* Exercise goal: Transcribe the passage from the piece on the attempt to dissolve the National Rifle Association, starting with "Something — someone" and going on through "is the NRA.".

* Selected excerpt:
Never Interrupt Your Enemy When He Is Making A Mistake

New York Attorney General Letitia James has made a grave strategic error in attempting to dissolve the National Rifle Association. Should she succeed, it will result in a economic power vacuum of epic proportions.

Something — someone — will fill it.

This could simply shift tens of millions of dollars that used to go to the NRA’s  coffers to existing groups like Gunowners of America, Firearms Policy Coalition, Second Amendment Foundation, or even the modest Zelman Partisans (hint!). For lobbying; litigation; and policy, analysis, and philosophy, I think that would be a good thing. Former NRA instructors could form a new group to take over the one thing the old organization did well: practical training.

But whether it’s distributed groups handling specialized aspects of defending rights, or a new umbrella group, the victim-disarmers will be in for a shock. What the group or groups won’t be is the cardboard cutout that is the NRA.

No longer will there be a monolithic “pro-2A” organization promoting rights violations just so they can fundraise to “fight” those violations.

* Record extracts:
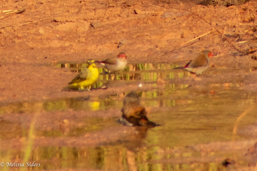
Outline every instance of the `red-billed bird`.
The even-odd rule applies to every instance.
[[[203,50],[184,66],[173,69],[182,69],[192,73],[200,74],[208,68],[210,65],[209,58],[212,56],[213,56],[213,55],[210,51]]]
[[[114,72],[123,70],[127,63],[127,57],[124,52],[119,54],[117,57],[108,58],[103,61],[97,61],[110,72]]]

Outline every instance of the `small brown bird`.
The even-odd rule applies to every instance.
[[[173,69],[182,69],[192,73],[199,74],[208,68],[210,65],[209,58],[212,56],[213,56],[213,55],[210,51],[203,50],[184,66]]]
[[[125,53],[121,52],[117,57],[108,58],[103,61],[96,62],[106,68],[109,71],[115,72],[124,69],[127,63],[127,58]]]
[[[146,111],[140,104],[139,95],[135,92],[128,94],[123,100],[120,121],[128,126],[146,126],[154,127],[159,125],[148,120]]]

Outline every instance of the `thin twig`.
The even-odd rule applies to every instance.
[[[194,39],[193,39],[191,40],[190,40],[189,41],[187,41],[185,43],[184,43],[182,44],[181,44],[180,45],[180,46],[182,46],[182,45],[184,45],[184,44],[186,44],[187,43],[189,43],[189,42],[190,42],[190,41],[192,41],[193,40],[194,40],[196,39],[198,39],[200,38],[200,37],[203,37],[203,36],[205,36],[206,35],[207,35],[207,34],[209,34],[210,33],[211,33],[211,32],[209,31],[209,32],[208,32],[208,33],[205,33],[204,34],[202,34],[202,35],[201,35],[201,36],[199,36],[195,38]]]
[[[149,5],[151,5],[151,6],[153,6],[153,7],[158,7],[158,8],[163,8],[162,7],[159,7],[159,6],[156,6],[156,5],[152,5],[152,4],[149,4]]]
[[[188,12],[190,12],[189,10],[187,10],[187,9],[185,9],[185,11],[187,11]],[[199,15],[198,14],[196,14],[196,13],[195,13],[194,12],[191,12],[194,15],[197,16],[199,18],[200,18],[200,19],[201,19],[201,20],[203,21],[204,21],[205,23],[209,24],[212,28],[214,28],[216,31],[217,31],[218,32],[218,33],[219,33],[220,34],[222,35],[227,40],[227,41],[228,42],[228,43],[229,43],[229,44],[231,44],[231,45],[232,45],[232,46],[236,50],[237,50],[237,51],[238,51],[239,52],[242,53],[243,54],[245,54],[245,53],[241,51],[240,49],[239,49],[238,48],[236,47],[234,45],[234,44],[231,41],[230,41],[229,40],[228,40],[228,38],[226,36],[224,35],[224,34],[223,33],[221,33],[221,32],[217,28],[215,27],[214,27],[213,25],[212,25],[212,24],[208,22],[208,21],[206,21],[205,19],[204,19],[203,17],[202,17],[201,16],[200,16],[200,15]]]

* Full output:
Something — someone — will fill it.

This could simply shift tens of millions of dollars that used to go to the NRA’s  coffers to existing groups like Gunowners of America, Firearms Policy Coalition, Second Amendment Foundation, or even the modest Zelman Partisans (hint!). For lobbying; litigation; and policy, analysis, and philosophy, I think that would be a good thing. Former NRA instructors could form a new group to take over the one thing the old organization did well: practical training.

But whether it’s distributed groups handling specialized aspects of defending rights, or a new umbrella group, the victim-disarmers will be in for a shock. What the group or groups won’t be is the cardboard cutout that is the NRA.